Exercise brief:
In the news item on the Kansas Bioscience Authority, why did the district attorney call prosecution "virtually impossible"?

Exercise text:
Kansas Bioscience Authority Cleared Of Criminal Charges
The Kansas Bioscience Authority and its former President and CEO Tom Thornton will not face any criminal charges over inappropriate use of state tax dollars.
That’s according to a statement released this morning by the Johnson County District Attorney’s office.
The D.A.’s office reviewed both internal and external audits of the KBA over the last 15 months.
It concluded that thousands of dollars in travel and personal expenses were inappropriately charged to the state-funded agency, but that there was not enough evidence to warrant criminal charges. DA Steve Howe added that Kansas taxpayers could be offended that the agency acted like a private company, but under the circumstances there still is not enough evidence for a prosecution.
The D.A. said that because the management and board of the KBA signed off on the charges, prosecution was "virtually impossible."
The KBA is funded by the Kansas Economic Growth Act http://www.kansasbioauthority.org/about_the_kba/KEGA_090507.pdf with $580 million in withholdings from employees of bioscience -related companies.
The Kansas legislature called for the audits in the wake of questions about KBA spending of taxpayer dollars.
The audits revealed spending for, among other things, travel, lavish hotels and meals for lobbying, including lobbying for the top-security animal disease lab known as NBAF, slated to be build on the Kansas State campus in Manhattan, Kansas.
KBA chairman David Vranicar said in an interview that the agency had put in a number of safeguards, e.g. stricter oversight and accountability, to ensure against similiar book keeping problems don't happen again. He said the agency was moving forward and focusing on enhancing the biosciences in the state.

Data to examine:
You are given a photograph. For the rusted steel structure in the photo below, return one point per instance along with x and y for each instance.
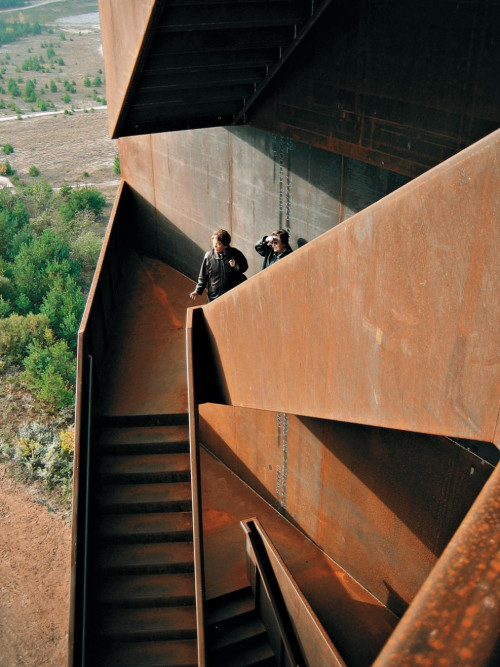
(342, 405)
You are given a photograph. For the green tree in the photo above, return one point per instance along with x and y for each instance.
(50, 372)
(13, 88)
(37, 265)
(29, 91)
(81, 199)
(63, 305)
(17, 332)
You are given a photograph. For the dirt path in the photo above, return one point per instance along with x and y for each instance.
(34, 579)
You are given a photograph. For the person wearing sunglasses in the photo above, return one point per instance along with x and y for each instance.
(273, 247)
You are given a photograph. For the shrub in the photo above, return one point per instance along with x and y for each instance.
(13, 88)
(6, 169)
(44, 454)
(17, 332)
(86, 248)
(63, 305)
(81, 199)
(37, 265)
(50, 373)
(29, 91)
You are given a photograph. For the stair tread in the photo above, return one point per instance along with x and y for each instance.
(132, 435)
(222, 638)
(150, 654)
(137, 464)
(258, 654)
(149, 588)
(140, 623)
(230, 608)
(143, 555)
(161, 525)
(139, 494)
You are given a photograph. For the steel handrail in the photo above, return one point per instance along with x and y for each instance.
(273, 592)
(194, 452)
(87, 508)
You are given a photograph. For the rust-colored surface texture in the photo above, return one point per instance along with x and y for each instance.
(401, 310)
(455, 618)
(123, 27)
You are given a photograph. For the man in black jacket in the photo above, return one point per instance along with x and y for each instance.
(273, 247)
(222, 267)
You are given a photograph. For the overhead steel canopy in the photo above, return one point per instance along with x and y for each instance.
(203, 63)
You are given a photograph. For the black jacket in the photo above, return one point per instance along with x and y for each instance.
(270, 257)
(217, 276)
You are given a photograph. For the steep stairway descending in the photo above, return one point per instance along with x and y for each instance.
(236, 635)
(141, 607)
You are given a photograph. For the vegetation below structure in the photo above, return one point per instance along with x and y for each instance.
(48, 251)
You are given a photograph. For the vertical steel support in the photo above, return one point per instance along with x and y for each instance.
(193, 314)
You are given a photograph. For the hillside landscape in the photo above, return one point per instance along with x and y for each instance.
(58, 178)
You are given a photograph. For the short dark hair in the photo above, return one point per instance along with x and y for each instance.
(282, 235)
(222, 236)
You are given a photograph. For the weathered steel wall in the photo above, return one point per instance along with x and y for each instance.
(248, 181)
(123, 26)
(382, 503)
(390, 319)
(399, 84)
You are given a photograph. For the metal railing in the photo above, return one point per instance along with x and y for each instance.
(294, 631)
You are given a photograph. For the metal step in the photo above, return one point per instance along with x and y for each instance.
(166, 497)
(230, 608)
(151, 527)
(145, 468)
(168, 590)
(144, 439)
(154, 624)
(157, 558)
(149, 654)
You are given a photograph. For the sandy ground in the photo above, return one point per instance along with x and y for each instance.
(34, 579)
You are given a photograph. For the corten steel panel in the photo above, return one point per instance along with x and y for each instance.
(401, 85)
(245, 180)
(342, 605)
(123, 26)
(455, 618)
(381, 503)
(389, 319)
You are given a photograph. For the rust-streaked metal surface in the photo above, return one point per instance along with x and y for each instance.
(390, 319)
(391, 85)
(455, 618)
(244, 180)
(341, 604)
(381, 503)
(123, 28)
(147, 362)
(203, 64)
(194, 455)
(315, 644)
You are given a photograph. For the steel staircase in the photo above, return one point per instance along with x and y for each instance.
(141, 581)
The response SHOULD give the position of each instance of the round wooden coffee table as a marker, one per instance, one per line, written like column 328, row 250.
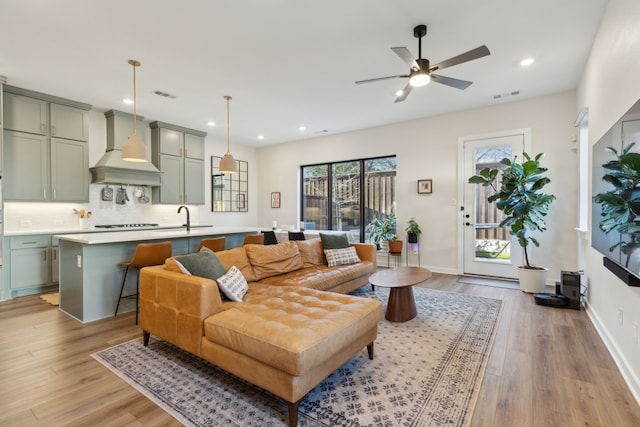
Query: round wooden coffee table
column 401, row 305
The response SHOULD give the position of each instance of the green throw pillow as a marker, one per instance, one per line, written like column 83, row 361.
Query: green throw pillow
column 202, row 264
column 334, row 241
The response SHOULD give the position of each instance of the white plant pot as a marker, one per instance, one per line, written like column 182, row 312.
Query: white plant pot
column 532, row 280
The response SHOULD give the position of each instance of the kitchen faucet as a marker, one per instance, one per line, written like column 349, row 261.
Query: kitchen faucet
column 188, row 217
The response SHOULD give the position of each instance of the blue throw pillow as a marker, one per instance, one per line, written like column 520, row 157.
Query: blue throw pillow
column 334, row 241
column 203, row 264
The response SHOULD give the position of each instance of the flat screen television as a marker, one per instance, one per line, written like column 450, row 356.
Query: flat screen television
column 621, row 244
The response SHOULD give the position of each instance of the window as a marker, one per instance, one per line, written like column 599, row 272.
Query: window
column 333, row 197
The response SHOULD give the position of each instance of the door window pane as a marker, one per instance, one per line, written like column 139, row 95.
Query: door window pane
column 346, row 196
column 492, row 242
column 315, row 197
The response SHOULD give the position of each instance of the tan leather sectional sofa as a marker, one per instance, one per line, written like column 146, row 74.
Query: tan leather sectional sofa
column 287, row 334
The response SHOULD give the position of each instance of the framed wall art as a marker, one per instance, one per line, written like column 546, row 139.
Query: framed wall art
column 275, row 199
column 424, row 186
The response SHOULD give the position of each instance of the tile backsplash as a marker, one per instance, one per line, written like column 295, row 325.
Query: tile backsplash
column 61, row 216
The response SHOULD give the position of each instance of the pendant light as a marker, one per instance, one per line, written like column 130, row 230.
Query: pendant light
column 134, row 149
column 227, row 163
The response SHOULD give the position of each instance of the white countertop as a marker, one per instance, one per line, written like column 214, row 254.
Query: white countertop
column 96, row 238
column 34, row 231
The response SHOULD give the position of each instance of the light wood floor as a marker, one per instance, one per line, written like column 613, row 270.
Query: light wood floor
column 548, row 367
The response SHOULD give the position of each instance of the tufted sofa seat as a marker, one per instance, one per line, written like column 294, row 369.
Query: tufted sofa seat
column 286, row 335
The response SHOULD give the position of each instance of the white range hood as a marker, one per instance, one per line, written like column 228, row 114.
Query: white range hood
column 111, row 169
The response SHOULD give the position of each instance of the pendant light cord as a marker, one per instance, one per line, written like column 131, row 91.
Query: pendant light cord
column 228, row 98
column 135, row 64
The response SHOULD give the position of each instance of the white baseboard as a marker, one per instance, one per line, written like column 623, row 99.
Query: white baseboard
column 618, row 357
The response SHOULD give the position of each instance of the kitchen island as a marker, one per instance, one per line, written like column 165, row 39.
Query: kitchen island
column 90, row 278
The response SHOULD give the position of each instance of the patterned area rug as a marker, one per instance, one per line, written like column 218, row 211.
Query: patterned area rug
column 490, row 281
column 426, row 372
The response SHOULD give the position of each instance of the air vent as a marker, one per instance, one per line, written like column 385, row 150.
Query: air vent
column 164, row 94
column 506, row 95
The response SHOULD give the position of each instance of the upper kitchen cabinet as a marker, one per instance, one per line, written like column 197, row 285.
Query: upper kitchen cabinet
column 46, row 155
column 33, row 115
column 179, row 154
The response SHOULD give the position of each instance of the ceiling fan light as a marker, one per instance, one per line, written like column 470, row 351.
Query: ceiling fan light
column 420, row 79
column 227, row 164
column 134, row 149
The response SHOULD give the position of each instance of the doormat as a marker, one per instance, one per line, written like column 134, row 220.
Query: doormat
column 53, row 299
column 426, row 372
column 490, row 281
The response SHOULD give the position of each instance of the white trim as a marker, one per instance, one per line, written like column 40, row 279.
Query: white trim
column 633, row 382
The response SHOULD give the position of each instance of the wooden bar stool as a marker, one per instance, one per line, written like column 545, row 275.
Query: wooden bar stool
column 216, row 244
column 146, row 255
column 256, row 239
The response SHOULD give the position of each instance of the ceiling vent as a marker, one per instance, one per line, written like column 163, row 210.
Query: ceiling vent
column 506, row 95
column 164, row 94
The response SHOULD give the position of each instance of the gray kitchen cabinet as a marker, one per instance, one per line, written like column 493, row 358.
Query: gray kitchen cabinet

Finished task:
The management and board of the KBA signed off on the charges.